- [Aim]: Copy each of the entries below line for line, without changing a single character.
** START Exercise data **
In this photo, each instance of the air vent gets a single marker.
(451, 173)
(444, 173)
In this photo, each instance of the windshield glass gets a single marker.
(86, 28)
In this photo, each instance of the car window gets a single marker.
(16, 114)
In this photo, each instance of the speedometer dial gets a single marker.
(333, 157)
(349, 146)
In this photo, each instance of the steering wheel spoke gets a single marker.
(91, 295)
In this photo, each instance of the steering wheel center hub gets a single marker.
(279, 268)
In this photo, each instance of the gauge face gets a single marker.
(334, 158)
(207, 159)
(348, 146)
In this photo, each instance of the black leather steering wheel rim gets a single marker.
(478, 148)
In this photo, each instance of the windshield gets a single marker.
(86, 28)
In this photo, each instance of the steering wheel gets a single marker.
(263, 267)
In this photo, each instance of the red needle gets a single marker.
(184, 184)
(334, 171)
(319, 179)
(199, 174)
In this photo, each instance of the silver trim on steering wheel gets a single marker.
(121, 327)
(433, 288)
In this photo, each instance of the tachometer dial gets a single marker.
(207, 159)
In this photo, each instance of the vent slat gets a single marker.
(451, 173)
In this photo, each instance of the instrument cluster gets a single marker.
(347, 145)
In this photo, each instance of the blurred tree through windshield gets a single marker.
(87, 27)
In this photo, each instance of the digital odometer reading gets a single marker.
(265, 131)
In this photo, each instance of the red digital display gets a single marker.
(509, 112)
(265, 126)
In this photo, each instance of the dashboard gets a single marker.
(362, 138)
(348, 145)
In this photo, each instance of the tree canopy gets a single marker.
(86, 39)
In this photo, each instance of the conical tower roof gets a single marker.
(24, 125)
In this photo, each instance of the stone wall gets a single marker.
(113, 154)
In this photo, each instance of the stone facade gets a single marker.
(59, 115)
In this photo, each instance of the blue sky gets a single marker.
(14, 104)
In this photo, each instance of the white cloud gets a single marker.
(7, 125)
** END Exercise data **
- [Response for this exercise]:
In this photo, each instance of the air vent gets a single marker.
(451, 173)
(444, 173)
In this photo, each instance of the windshield glass gets a single marker.
(86, 28)
In this photo, each instance of the car window gets a single marker.
(16, 114)
In this photo, each instance of the speedometer dial gets a single marker.
(333, 157)
(349, 146)
In this photo, each instance of the steering wheel spoke gets a single marker.
(91, 295)
In this photo, each instance of the steering wheel center hub gets a single marker.
(279, 268)
In this photo, each instance of the gauge face gets a single marker.
(334, 158)
(207, 159)
(348, 146)
In this photo, each instance of the black leather steering wheel rim gets a single marker.
(478, 148)
In this photo, each instance of the windshield gets a single marker.
(86, 28)
In this photo, each instance of the steering wheel gets a single marker.
(263, 267)
In this photo, each instance of the red needle gets a single marker.
(184, 184)
(334, 171)
(319, 179)
(199, 174)
In this photo, each instance of the silver trim on steering wheel gets a single marker.
(121, 327)
(433, 288)
In this photo, each instance of the tachometer dial gets a single marker.
(207, 159)
In this photo, each instance of the vent slat gets a single marker.
(451, 173)
In this photo, each instance of the instrument cluster gets a single marker.
(347, 145)
In this photo, each instance of the blurred tree through windshield gets a single marker.
(87, 27)
In this photo, each instance of the digital odometer reading gets a single marker.
(265, 131)
In this photo, each instance of the red digital display gets a single marker.
(509, 112)
(265, 126)
In this photo, each instance of the dashboard gets a single marker.
(362, 138)
(348, 145)
In this photo, each instance of the tree canopy gets a single marker.
(86, 39)
In this photo, each instance of the conical tower roof gets a single marker.
(24, 125)
In this photo, each instance of the stone wall gets a single marker.
(113, 154)
In this photo, each instance of the stone facade gets a single marker.
(59, 115)
In this photo, each instance of the blue sky gets a single marker.
(14, 104)
In this photo, each instance of the white cloud gets a single marker.
(7, 125)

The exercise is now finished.